下のラジオ礼拝についてのブログから、「ラジオのリスナーのほとんどは」で始まり「ので、ラジオ礼拝には不向き。」を含むところまでを、一字一句たがえずに書き写してもらえますか。

提供テキスト.
══════════
レイキャビク西街ひとり日誌 (Blog from Iceland)

北の小さな島国アイスランドはレイキャビクの西街からの、男独りブログです。

「いやあ、人生は絶え間ないチャレンジですなあ...」の回

2023-06-10 01:26:44 | 日記
こんにちは/こんばんは。

前回、この春に経験した私の担当している教会からの礼拝のラジオ放送についての顛末をご紹介しました。書きたいことはまだまだあったのですが、そこまで仔細に描写していくとキリがなくなりそうだったので、かなり割愛しました。

ただ割愛組の中にも「これは別の脈絡の中で書いておかないと」と思えるものがあったので、今回はそのことをご紹介します。それはアイスランド語の学習に関することです。




清涼感アップ用ピック1
Myndin er eftir Shadman_sakib@unsplash_com


ラジオ礼拝の中でのお話し(教会では「説教」と呼びます。キリスト教の講話のようなもので、聖書の説明やキリストの教えについて語るものです)は、私が担当しました。

ラジオのリスナーのほとんどは高齢者のアイスランド人と推定されましたので、この部分を英語にすることは無理がありました。ちなみにRUVのラジオの放送の中で、例えば外国人のゲストが英語で話しをすることはもちろんあります。

そういう際には、まず英語の語りが始まり、その二、三秒後にその語りの音声が低くなり、アイスランド語のナレーションがそこに被さってきます。これは定番の「ラジオ版翻訳」のパターンなのですが、これでは「ナマ感」が損なわれてしまうので、ラジオ礼拝には不向き。

あとは英語で話した後でアイスランド語の訳を繰り返す、あるいはその逆、ということもメニュー上にはあります。ですが経験から分かっていることは、この仕方では十分(じゅっぷん)の話しが二十分に、十五分の話しが三十分になってしまうこと。これもラジオには不向きです。

と、いろいろ考えながら議論したのですが、最終的には「じゃあ、アイスランド語のみで」ということに落ち着きました。もともとアイスランドのラジオだし、別に大それたことをしているわけではなかろうと...

ただその結果として、話者となる私にはそれなりの負担がかかります。公共の電波に乗るわけですから、ある程度しっかりした内容のお話しを編まないといけませんし、しかもそれをアイスランド語でしなくては。
══════════
提供資料.
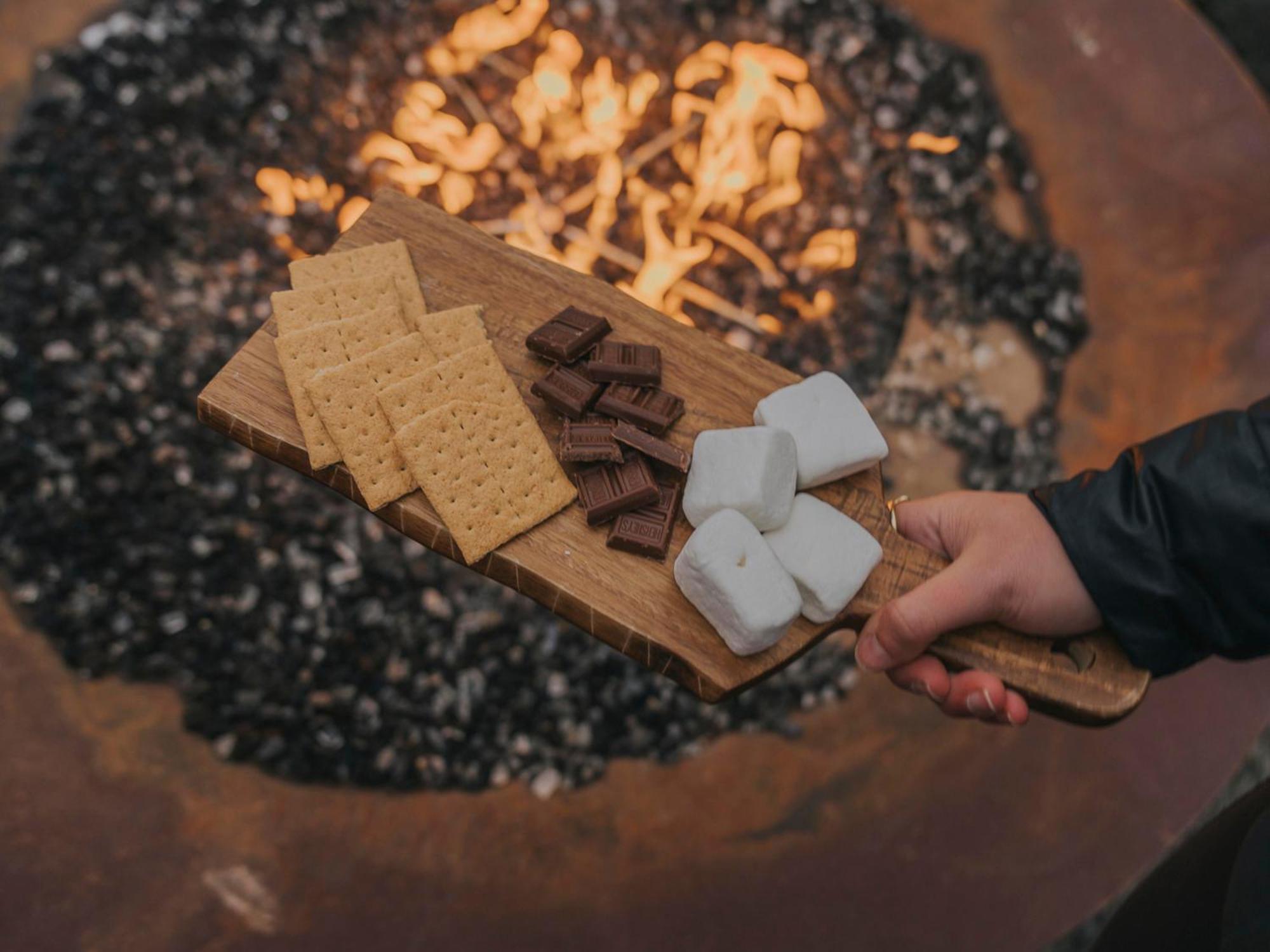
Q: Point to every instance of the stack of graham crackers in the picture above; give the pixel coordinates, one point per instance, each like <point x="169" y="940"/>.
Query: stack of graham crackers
<point x="410" y="399"/>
══════════
解答.
ラジオのリスナーのほとんどは高齢者のアイスランド人と推定されましたので、この部分を英語にすることは無理がありました。ちなみにRUVのラジオの放送の中で、例えば外国人のゲストが英語で話しをすることはもちろんあります。

そういう際には、まず英語の語りが始まり、その二、三秒後にその語りの音声が低くなり、アイスランド語のナレーションがそこに被さってきます。これは定番の「ラジオ版翻訳」のパターンなのですが、これでは「ナマ感」が損なわれてしまうので、ラジオ礼拝には不向き。